» **Stated goal**: Please copy the data below word for word, leaving out the pictures.

(Records from a data source)
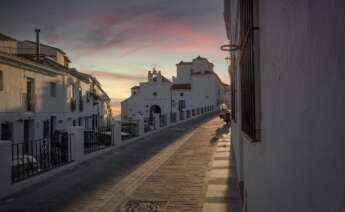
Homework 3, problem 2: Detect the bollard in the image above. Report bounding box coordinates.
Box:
[153,113,160,130]
[111,122,122,145]
[67,127,85,162]
[138,117,145,136]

» **Task solution**:
Homework 3, problem 2: Detect the bollard in the image above. Report bounding box coordinates.
Box:
[153,113,160,130]
[111,122,122,145]
[67,127,85,162]
[138,117,145,136]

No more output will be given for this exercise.